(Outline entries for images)

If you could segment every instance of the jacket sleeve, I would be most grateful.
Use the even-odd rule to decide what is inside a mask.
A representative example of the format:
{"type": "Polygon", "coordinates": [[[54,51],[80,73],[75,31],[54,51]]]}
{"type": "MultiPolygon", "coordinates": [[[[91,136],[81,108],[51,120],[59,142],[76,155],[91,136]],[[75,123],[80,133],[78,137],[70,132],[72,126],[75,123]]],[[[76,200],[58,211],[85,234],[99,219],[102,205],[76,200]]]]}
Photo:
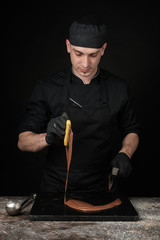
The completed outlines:
{"type": "Polygon", "coordinates": [[[48,122],[47,101],[41,81],[37,83],[26,107],[18,134],[25,131],[42,133],[48,122]]]}

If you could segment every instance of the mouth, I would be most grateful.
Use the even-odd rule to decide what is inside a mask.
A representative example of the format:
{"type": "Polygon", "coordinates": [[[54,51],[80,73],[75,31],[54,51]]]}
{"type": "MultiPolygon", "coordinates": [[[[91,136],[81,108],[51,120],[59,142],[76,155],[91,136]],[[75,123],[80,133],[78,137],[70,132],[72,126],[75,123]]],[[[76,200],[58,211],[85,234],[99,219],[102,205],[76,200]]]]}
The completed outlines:
{"type": "Polygon", "coordinates": [[[83,72],[83,73],[88,73],[88,72],[91,71],[91,69],[90,68],[87,68],[87,69],[81,68],[80,71],[83,72]]]}

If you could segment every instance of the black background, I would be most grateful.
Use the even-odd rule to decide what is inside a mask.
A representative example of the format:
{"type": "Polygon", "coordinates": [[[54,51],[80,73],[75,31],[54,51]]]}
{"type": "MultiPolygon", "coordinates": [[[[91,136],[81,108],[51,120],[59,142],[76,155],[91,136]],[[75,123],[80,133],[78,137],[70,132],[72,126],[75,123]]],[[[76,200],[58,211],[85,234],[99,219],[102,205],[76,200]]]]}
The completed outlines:
{"type": "Polygon", "coordinates": [[[17,128],[36,82],[69,64],[65,39],[70,24],[90,12],[101,16],[108,27],[108,48],[101,66],[127,80],[142,127],[133,171],[121,181],[121,191],[128,196],[159,196],[159,5],[6,2],[1,11],[0,194],[38,191],[46,150],[21,152],[17,128]]]}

PROMPT: Copy the records above word for word, starting with the line that contains "If you could segment every instance of the mouth, I" and running through the last line of the records.

EXPECTED OUTPUT:
If you could segment every instance of the mouth, I would be most grateful.
Use the even-odd rule to decide what is inside a mask.
A representative example of the format:
{"type": "Polygon", "coordinates": [[[54,51],[80,73],[75,31],[54,51]]]}
{"type": "MultiPolygon", "coordinates": [[[[91,136],[81,108],[51,120],[59,142],[76,155],[91,136]],[[75,123],[80,133],[78,137],[70,132],[72,126],[75,123]]],[[[76,200],[58,211],[85,234],[99,219],[102,205],[76,200]]]]}
The completed outlines:
{"type": "Polygon", "coordinates": [[[83,72],[83,73],[88,73],[88,72],[91,71],[91,69],[90,68],[87,68],[87,69],[81,68],[80,71],[83,72]]]}

If you could segment every instance of the black background, I would be most grateful.
Use the even-odd rule to decide what is inside a mask.
A representative example of the format:
{"type": "Polygon", "coordinates": [[[54,51],[80,73],[75,31],[54,51]]]}
{"type": "MultiPolygon", "coordinates": [[[[91,136],[81,108],[51,120],[59,142],[76,155],[91,136]],[[75,123],[80,133],[78,137],[70,132],[72,126],[75,123]]],[[[76,200],[58,211],[85,234],[99,219],[102,205],[76,200]]]]}
The completed outlines:
{"type": "Polygon", "coordinates": [[[17,128],[36,82],[69,64],[65,39],[70,24],[90,12],[101,16],[108,27],[108,48],[101,66],[127,80],[142,127],[133,171],[121,181],[121,191],[128,196],[159,196],[159,5],[6,2],[1,11],[0,194],[38,191],[46,150],[21,152],[17,128]]]}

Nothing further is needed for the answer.